I had the rare pleasure of getting a rejection from a publisher and an agent in the days immediately after I sold it to someone else. I had a whole new outlook on rejections on that occassion, and you should not miss the feeling when it comes.

Regards,
Scott

Jenan Mac
08-20-2006, 12:38 AM
I'm sorry, Branwyn. And I totally know the feeling.

::uploading good chocolate, libation of choice, and squishy teddy bear::

Branwyn
08-21-2006, 07:12 PM
Thanks everyone-- I took yesterday off and went to the local Polish Fest. It was fun.
Then I opened my email this AM to 2 more rejections--actually one was a repeat.

I know James means well. I do apreciate all his help.

MajorDrums
08-21-2006, 10:53 PM
:Hug2: keep on writing and submitting, hun, and tell yourself you have no choice but to push on. i haven't been published yet and am scared to death, but writing is in my blood. please don't give up on your novel and keep developing new ideas in the meantime.

• _Given data_
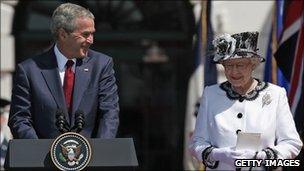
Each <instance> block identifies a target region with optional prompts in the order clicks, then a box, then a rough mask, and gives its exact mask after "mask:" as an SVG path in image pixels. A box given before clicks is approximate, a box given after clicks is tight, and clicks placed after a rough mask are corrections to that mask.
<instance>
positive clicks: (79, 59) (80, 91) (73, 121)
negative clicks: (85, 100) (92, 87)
mask: <svg viewBox="0 0 304 171" xmlns="http://www.w3.org/2000/svg"><path fill="white" fill-rule="evenodd" d="M89 58H90V57H86V58H84V59H78V60H77V62H76V67H75V82H74V90H73V108H72V113H73V114H74V113H75V112H76V110H81V109H79V105H80V102H81V99H82V97H83V93H84V92H85V90H86V89H87V86H88V83H89V81H90V80H89V79H90V75H91V74H90V73H91V68H90V66H89V65H88V60H89ZM73 116H74V115H73ZM74 121H75V117H72V118H71V122H72V125H73V124H74Z"/></svg>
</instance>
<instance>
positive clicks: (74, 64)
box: [54, 44, 76, 86]
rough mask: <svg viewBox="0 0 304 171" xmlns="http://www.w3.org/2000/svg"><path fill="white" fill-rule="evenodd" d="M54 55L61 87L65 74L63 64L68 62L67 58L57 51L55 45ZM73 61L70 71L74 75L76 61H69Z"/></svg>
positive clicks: (63, 80) (64, 63) (64, 70)
mask: <svg viewBox="0 0 304 171" xmlns="http://www.w3.org/2000/svg"><path fill="white" fill-rule="evenodd" d="M54 53H55V56H56V59H57V65H58V70H59V75H60V80H61V85H62V86H63V82H64V74H65V68H66V66H65V64H66V63H67V61H68V60H69V59H68V58H67V57H65V56H64V55H63V54H62V53H61V52H60V51H59V49H58V47H57V44H55V46H54ZM71 60H73V62H74V64H73V66H72V71H73V72H74V73H75V65H76V59H75V58H73V59H71Z"/></svg>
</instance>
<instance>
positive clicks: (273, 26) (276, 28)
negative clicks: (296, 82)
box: [264, 0, 289, 91]
mask: <svg viewBox="0 0 304 171" xmlns="http://www.w3.org/2000/svg"><path fill="white" fill-rule="evenodd" d="M283 5H284V2H283V1H282V0H279V1H275V2H274V7H273V10H272V17H273V19H272V25H271V32H270V34H269V35H270V36H269V40H268V47H267V54H266V62H265V68H264V81H266V82H271V83H273V84H276V85H279V86H281V87H284V88H285V89H286V91H288V90H289V82H288V81H287V79H286V78H285V77H284V75H283V73H282V71H281V70H280V68H278V66H277V63H276V60H275V58H274V53H275V52H276V50H277V49H278V44H279V42H278V38H279V37H280V36H281V34H282V29H283V23H282V20H283V7H284V6H283Z"/></svg>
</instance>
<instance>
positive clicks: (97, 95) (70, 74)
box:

• _Exercise instructions_
1: In the forum thread about writing rejections, where did Branwyn go on the day she took off?
2: Pick up the forum thread about writing rejections after its last post and continue it.

• _Answers in order_
1: She went to the local Polish Fest.

2:
DeborahM
08-21-2006, 11:16 PM
Branwyn, I'm so sorry to hear of your sister's death.

Grief is a rotten period of time and you're trying to work on your WIP.

But let me ask you a question. Have you journaled your feeling over your sister's death? If, you have wonderful! If not, it is a way to vent your pent up feelings on your current frustrations, cleanse your soul and allow your fogged and cobwebbed brain to clear enough to get back to your WIP for a while.

Also pent up frustrations need to be vented physically. Make sure you vent when you need to! Have a good cry and take a warm bath with your favorite oil or bubbles.

I only say this because I've been there, done that, and have that nasty t-shirt. It's been 5 years, now for me, since my husband's death. Sorry, if I went to far, the grief facilitator came out of me, trying to help since the anniversary is coming up.

KTC
08-21-2006, 11:23 PM
I'm sorry. They say the 1st anniversary can be even harder than the initial loss. Give yourself some time right now away from your novel. You are not in a good place. You need some me time. You can always go back to your novel in a couple weeks, or a month, or even longer...it will be there waiting for you. I'm sorry to hear that you are going through this. Don't be hard on yourself.

Freckles
08-21-2006, 11:46 PM
I'm so sorry, B. My dad died 3 years ago...it's a hard road. *Hugs*

ctheokas
08-22-2006, 09:57 PM
Thanks-- I find it hard to work on #2 because I hear this little voice that keeps whispering, "Why bother?"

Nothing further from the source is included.